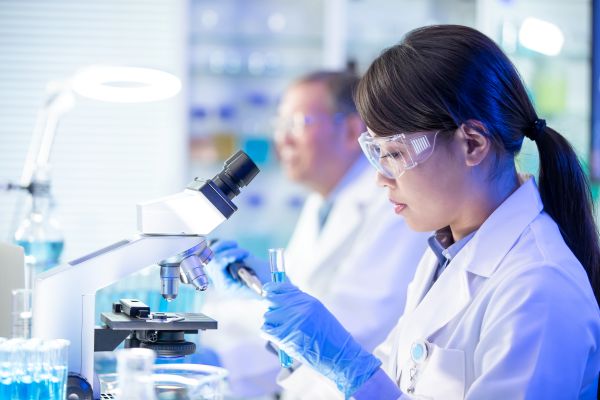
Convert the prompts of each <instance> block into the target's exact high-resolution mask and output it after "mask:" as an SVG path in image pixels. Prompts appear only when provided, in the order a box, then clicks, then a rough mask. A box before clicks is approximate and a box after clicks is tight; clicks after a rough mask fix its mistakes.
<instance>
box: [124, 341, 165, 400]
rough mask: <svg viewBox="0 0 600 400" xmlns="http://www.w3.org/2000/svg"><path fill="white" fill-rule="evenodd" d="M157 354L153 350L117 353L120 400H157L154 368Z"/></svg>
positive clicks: (133, 350)
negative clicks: (154, 387) (152, 368)
mask: <svg viewBox="0 0 600 400" xmlns="http://www.w3.org/2000/svg"><path fill="white" fill-rule="evenodd" d="M155 359H156V354H155V353H154V351H153V350H150V349H143V348H134V349H122V350H118V351H117V374H118V388H117V391H116V395H117V396H116V398H117V399H119V400H155V399H156V396H155V394H154V385H153V382H152V366H153V365H154V360H155Z"/></svg>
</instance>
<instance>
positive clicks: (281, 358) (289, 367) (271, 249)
mask: <svg viewBox="0 0 600 400" xmlns="http://www.w3.org/2000/svg"><path fill="white" fill-rule="evenodd" d="M269 265H270V266H271V281H273V282H285V281H286V277H285V262H284V258H283V249H281V248H277V249H269ZM278 352H279V363H280V364H281V366H282V367H283V368H290V367H291V366H292V364H293V363H294V359H293V358H292V357H290V356H289V355H288V354H287V353H286V352H285V351H283V350H278Z"/></svg>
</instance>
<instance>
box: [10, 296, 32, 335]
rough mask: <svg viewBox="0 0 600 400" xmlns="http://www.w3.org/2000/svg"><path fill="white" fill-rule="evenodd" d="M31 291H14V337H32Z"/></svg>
mask: <svg viewBox="0 0 600 400" xmlns="http://www.w3.org/2000/svg"><path fill="white" fill-rule="evenodd" d="M31 300H32V291H31V289H15V290H13V291H12V297H11V301H12V305H11V307H12V332H11V334H12V337H13V338H22V339H29V338H30V337H31Z"/></svg>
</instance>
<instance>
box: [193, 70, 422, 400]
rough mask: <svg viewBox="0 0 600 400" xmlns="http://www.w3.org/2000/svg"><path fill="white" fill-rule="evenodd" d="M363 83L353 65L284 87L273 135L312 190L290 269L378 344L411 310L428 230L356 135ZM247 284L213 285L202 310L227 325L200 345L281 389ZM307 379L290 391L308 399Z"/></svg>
mask: <svg viewBox="0 0 600 400" xmlns="http://www.w3.org/2000/svg"><path fill="white" fill-rule="evenodd" d="M357 83H358V78H357V76H356V75H355V74H353V73H351V72H328V71H318V72H314V73H311V74H309V75H306V76H304V77H302V78H300V79H298V80H296V81H295V82H294V83H293V84H292V85H291V86H290V87H289V88H288V89H287V90H286V92H285V94H284V95H283V98H282V100H281V103H280V105H279V110H278V115H277V118H276V119H275V133H274V134H275V146H276V149H277V154H278V158H279V159H280V161H281V166H282V168H283V171H284V173H285V175H286V176H287V177H288V178H289V179H290V180H292V181H294V182H297V183H299V184H301V185H303V186H305V187H306V188H307V189H308V190H309V191H310V195H309V196H308V198H307V199H306V202H305V204H304V207H303V209H302V212H301V214H300V218H299V220H298V222H297V224H296V227H295V230H294V233H293V234H292V238H291V240H290V242H289V244H288V246H287V252H286V255H285V261H286V270H287V274H288V277H289V279H290V280H291V281H292V282H293V283H294V284H296V285H298V286H299V287H300V288H302V289H303V290H305V291H307V292H309V293H311V294H313V295H314V296H320V298H321V299H323V302H324V303H325V304H326V305H327V307H328V308H329V309H330V310H332V312H333V313H334V314H335V315H336V316H337V317H338V318H339V319H340V320H342V321H344V323H345V324H347V326H348V329H349V330H350V331H351V332H352V333H353V335H355V336H356V337H358V338H359V341H360V342H361V344H362V345H363V346H365V347H366V348H369V349H372V348H373V347H374V346H375V345H376V344H377V343H378V342H379V341H381V340H383V339H384V338H385V337H386V335H387V333H388V331H389V330H390V329H391V327H392V325H393V323H394V321H395V320H396V319H397V318H398V317H399V316H400V314H401V312H402V310H403V306H404V299H405V294H406V293H405V292H406V287H407V286H408V283H409V282H410V281H411V279H412V277H413V273H414V268H415V267H414V266H415V265H416V264H417V261H418V259H419V257H420V256H421V255H422V253H423V251H424V249H425V247H426V238H427V236H428V235H427V234H423V233H414V232H412V231H411V230H409V229H408V228H407V227H406V225H405V223H404V221H403V220H402V218H398V217H397V216H395V215H393V212H392V207H391V206H390V204H389V202H388V201H387V198H386V195H385V194H384V193H382V189H381V188H379V187H377V186H376V184H375V180H374V176H373V172H372V170H371V169H370V167H369V165H368V161H367V160H366V159H365V158H364V157H363V155H362V153H361V150H360V147H359V145H358V140H357V139H358V136H359V135H360V134H361V133H362V132H363V131H364V130H365V126H364V124H363V122H362V121H361V120H360V118H359V116H358V114H357V113H356V108H355V106H354V102H353V99H352V95H353V90H354V88H355V86H356V84H357ZM390 238H392V239H390ZM214 250H215V261H214V263H216V264H220V267H223V266H225V265H226V264H227V263H229V262H231V261H233V260H236V259H238V260H241V259H243V260H244V261H245V262H246V263H247V264H248V265H249V266H250V267H252V268H254V269H255V270H256V271H257V272H258V275H259V276H268V266H267V265H266V263H265V262H264V261H262V260H260V257H255V256H253V255H250V256H248V257H246V256H247V252H246V251H245V250H243V249H239V248H237V247H236V246H235V245H234V244H227V245H224V246H215V248H214ZM266 250H267V249H264V253H261V254H260V255H262V254H266ZM260 255H259V254H257V256H260ZM263 258H264V257H263ZM403 265H406V268H402V266H403ZM214 269H215V268H213V271H214ZM216 269H217V270H218V269H219V268H216ZM265 270H266V271H267V274H265V273H264V271H265ZM213 277H214V275H213ZM217 278H218V277H217ZM217 286H219V285H218V283H217ZM220 286H222V287H224V286H225V285H220ZM240 292H241V291H240V290H239V288H236V291H235V292H234V291H232V290H224V291H222V293H219V294H217V293H209V295H208V296H207V298H206V303H205V307H204V309H203V312H205V313H206V314H208V315H210V316H211V317H213V318H215V319H216V320H217V321H219V330H218V333H217V334H212V333H207V334H205V335H204V337H203V338H202V340H201V347H202V348H205V349H206V348H211V349H214V350H215V351H216V353H217V356H218V362H219V363H221V364H222V365H223V366H224V367H225V368H227V369H228V370H229V371H230V374H231V375H230V382H231V385H232V389H233V391H234V393H235V394H236V395H238V396H244V397H246V396H256V395H264V394H268V393H273V392H276V391H277V390H278V389H277V386H276V385H275V379H276V375H277V374H278V372H279V371H280V370H281V367H280V366H279V361H278V359H277V357H276V355H274V354H272V353H271V352H269V351H268V350H267V349H266V348H265V341H264V340H263V339H261V338H260V336H259V327H260V325H261V324H262V317H261V315H262V313H264V311H265V309H264V304H262V301H261V300H260V299H258V298H256V299H255V300H253V299H251V298H249V296H248V295H245V296H244V295H242V297H241V298H239V296H238V295H239V294H240ZM213 296H214V297H213ZM375 314H376V315H377V316H378V318H377V319H376V318H373V315H375ZM198 360H199V361H202V362H207V361H208V362H210V361H211V360H210V359H206V358H199V359H198ZM300 369H302V367H300ZM294 373H296V372H294ZM309 384H310V380H307V386H306V390H304V391H303V392H302V393H286V394H285V398H307V397H306V396H307V391H308V390H309V387H310V385H309ZM314 395H316V394H314ZM308 398H313V397H310V396H309V397H308Z"/></svg>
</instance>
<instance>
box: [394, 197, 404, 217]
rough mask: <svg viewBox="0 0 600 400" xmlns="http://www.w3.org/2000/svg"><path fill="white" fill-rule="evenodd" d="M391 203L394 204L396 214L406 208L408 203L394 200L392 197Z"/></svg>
mask: <svg viewBox="0 0 600 400" xmlns="http://www.w3.org/2000/svg"><path fill="white" fill-rule="evenodd" d="M390 203H392V205H393V206H394V212H395V213H396V214H400V213H401V212H402V211H403V210H404V209H405V208H406V204H404V203H398V202H397V201H394V200H392V199H390Z"/></svg>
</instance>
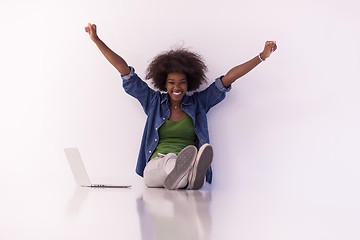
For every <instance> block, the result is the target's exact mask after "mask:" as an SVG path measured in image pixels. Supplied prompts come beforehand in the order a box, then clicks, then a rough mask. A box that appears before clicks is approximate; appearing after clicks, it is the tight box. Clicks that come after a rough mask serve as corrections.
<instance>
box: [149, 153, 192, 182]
mask: <svg viewBox="0 0 360 240" xmlns="http://www.w3.org/2000/svg"><path fill="white" fill-rule="evenodd" d="M176 158H177V155H176V154H175V153H168V154H166V155H164V154H161V153H159V157H155V158H153V159H151V160H150V161H149V162H148V163H147V165H146V166H145V169H144V181H145V184H146V186H148V187H153V188H163V187H164V181H165V179H166V177H167V176H168V175H169V174H170V172H171V171H172V170H173V169H174V167H175V163H176ZM188 175H189V174H186V175H185V176H184V177H183V178H182V179H181V181H180V182H179V184H178V185H177V187H176V188H177V189H178V188H184V187H186V185H187V184H188Z"/></svg>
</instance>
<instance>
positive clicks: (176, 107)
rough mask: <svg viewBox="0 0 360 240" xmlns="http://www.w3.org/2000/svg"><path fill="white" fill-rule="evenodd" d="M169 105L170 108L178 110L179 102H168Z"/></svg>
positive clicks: (179, 102) (179, 103)
mask: <svg viewBox="0 0 360 240" xmlns="http://www.w3.org/2000/svg"><path fill="white" fill-rule="evenodd" d="M169 104H170V107H171V108H175V109H177V108H180V105H181V102H180V101H179V102H178V101H176V102H175V101H170V102H169Z"/></svg>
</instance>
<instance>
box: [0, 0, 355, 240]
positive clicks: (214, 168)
mask: <svg viewBox="0 0 360 240" xmlns="http://www.w3.org/2000/svg"><path fill="white" fill-rule="evenodd" d="M0 4H1V5H0V23H1V31H0V32H1V37H0V50H1V51H0V66H1V71H0V114H1V117H0V188H2V189H3V194H1V195H2V197H1V200H0V201H1V202H3V204H1V205H2V206H1V207H0V209H1V208H3V209H1V210H2V211H5V209H9V206H10V208H11V205H12V204H15V203H19V202H21V199H22V198H28V199H32V200H33V201H32V202H33V203H35V202H37V200H38V198H39V199H42V200H41V201H48V200H49V201H51V200H54V199H51V197H49V196H48V195H47V197H45V200H44V196H41V197H40V196H36V194H32V192H31V190H30V189H31V187H32V186H35V185H37V186H39V185H40V186H44V187H45V188H46V187H49V186H53V187H55V188H51V190H50V189H48V190H47V191H49V194H50V195H51V193H53V192H55V191H57V190H58V189H67V188H69V186H72V185H73V179H72V176H71V172H70V170H69V167H68V165H67V162H66V159H65V155H64V153H63V148H64V147H78V148H79V149H80V152H81V153H82V156H83V158H84V163H85V165H86V167H87V170H88V172H89V174H90V176H91V178H92V179H93V180H107V181H109V182H112V181H113V182H118V181H123V182H128V183H131V184H135V185H136V184H142V179H141V178H140V177H138V176H137V175H136V174H135V171H134V170H135V164H136V159H137V155H138V150H139V146H140V141H141V136H142V131H143V127H144V124H145V120H146V116H145V114H144V113H143V110H142V108H141V106H140V104H139V103H138V102H137V100H135V99H133V98H132V97H130V96H128V95H127V94H126V93H125V92H124V90H123V89H122V82H121V79H120V75H119V73H118V72H117V71H116V70H115V69H114V68H113V67H112V66H111V65H110V64H109V63H108V62H107V61H106V59H105V58H104V57H103V56H102V55H101V53H100V52H99V51H98V49H97V48H96V46H95V44H94V43H93V42H92V41H91V40H90V39H89V37H88V34H87V33H85V31H84V27H85V26H86V25H87V23H88V22H91V23H96V24H97V26H98V34H99V36H100V38H101V39H102V40H103V41H104V42H105V43H106V44H107V45H108V46H109V47H110V48H112V49H113V50H114V51H115V52H117V53H118V54H120V55H121V56H122V57H123V58H124V59H125V60H126V61H127V62H128V64H129V65H131V66H134V67H135V69H136V72H137V73H138V74H139V76H140V77H144V75H145V74H144V72H145V69H146V67H147V64H148V63H149V60H151V58H153V57H154V56H155V55H156V54H158V53H160V52H162V51H164V50H168V49H170V48H172V47H176V46H182V45H183V46H184V47H188V48H190V49H191V50H194V51H196V52H198V53H200V54H201V55H202V56H203V57H204V59H205V61H206V63H207V65H208V68H209V72H208V74H207V76H208V79H209V84H210V83H211V82H212V81H213V80H214V79H215V78H216V77H218V76H220V75H223V74H225V73H226V72H227V71H228V70H229V69H231V68H232V67H233V66H235V65H238V64H241V63H243V62H245V61H247V60H249V59H251V58H253V57H254V56H256V55H257V54H258V53H259V52H261V51H262V49H263V46H264V43H265V41H266V40H276V41H277V43H278V50H277V51H276V52H275V53H274V54H273V55H272V56H271V57H270V58H269V59H268V60H266V62H264V63H262V64H260V65H259V66H258V67H257V68H256V69H254V70H253V71H252V72H250V73H249V74H247V75H246V76H244V77H243V78H241V79H239V80H238V81H237V82H236V83H234V84H233V89H232V90H231V91H230V92H229V93H228V94H227V97H226V98H225V100H224V101H223V102H221V103H220V104H218V105H217V106H216V107H214V108H213V109H212V110H210V112H209V114H208V121H209V129H210V139H211V143H212V145H213V146H214V149H215V157H214V163H213V168H214V182H213V185H212V188H214V189H233V190H234V192H235V195H236V192H237V191H240V189H243V188H246V189H248V190H249V191H257V190H258V189H262V190H263V191H266V190H267V189H271V191H272V192H274V194H275V195H278V196H283V195H287V196H291V198H292V199H298V200H299V201H303V202H307V203H309V204H311V205H312V206H316V207H319V209H321V208H322V206H327V207H329V208H330V209H335V210H336V212H337V213H338V215H336V216H337V217H338V218H343V219H344V222H343V224H344V226H343V228H340V229H342V230H348V229H347V228H345V226H348V227H349V226H351V225H352V224H355V223H354V219H352V217H349V215H348V214H350V212H351V213H359V208H358V207H357V204H356V203H357V202H359V201H360V194H359V180H360V177H359V171H360V161H359V160H360V150H359V149H360V148H359V145H360V127H359V122H360V112H359V105H360V94H359V89H360V83H359V79H360V68H359V66H360V51H359V42H360V30H359V22H360V16H359V14H358V9H359V7H360V4H359V3H358V1H355V0H345V1H322V0H311V1H307V0H305V1H303V0H302V1H300V0H299V1H284V0H275V1H265V0H255V1H254V0H251V1H250V0H249V1H229V0H224V1H208V0H206V1H205V0H201V1H190V0H183V1H174V0H172V1H165V0H155V1H154V0H152V1H144V0H134V1H57V2H52V1H31V2H29V1H10V0H1V2H0ZM203 87H205V86H203ZM9 185H10V186H11V187H9ZM270 186H271V187H270ZM14 189H17V190H14ZM19 189H21V192H20V191H19ZM54 189H57V190H54ZM65 198H66V197H65ZM234 199H236V197H235V198H234ZM41 201H40V202H41ZM234 201H235V200H234ZM284 201H285V200H284ZM40 202H39V203H38V204H39V205H41V203H40ZM279 204H281V202H279ZM4 205H5V206H4ZM20 209H27V207H25V206H23V208H21V207H20ZM299 211H301V208H300V210H299ZM319 211H321V210H319ZM319 214H320V213H319ZM9 215H11V214H10V213H9ZM315 215H316V214H315ZM320 215H321V214H320ZM351 216H353V215H351ZM354 218H355V215H354ZM357 221H358V220H357ZM4 223H5V220H2V225H3V224H4ZM7 224H8V226H9V225H11V224H10V223H7ZM3 234H4V232H3ZM0 237H1V234H0Z"/></svg>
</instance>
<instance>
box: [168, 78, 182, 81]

(WHAT YOU NEED TO DO)
Rewrite the items from the start through the line containing "positive clicks: (133, 350)", inclusive, putting "points" wherever "clicks" appears and changing nothing else. Leave the pictures out.

(THE COMPLETED TASK)
Convert the prompts of each <instance> block into the target's exact high-resolution mask and output it after "mask:" as an SVG path in image pixels. Prompts appear only when provided, in the order a box, then points, then a rough mask. A box before points is approximate and a box after points is tight; points after a rough mask fix its mistakes.
<instance>
box: [124, 341, 165, 400]
rough mask: <svg viewBox="0 0 600 400" xmlns="http://www.w3.org/2000/svg"><path fill="white" fill-rule="evenodd" d="M157 354L153 350L117 353L120 400H157L154 368Z"/></svg>
positive points: (133, 350)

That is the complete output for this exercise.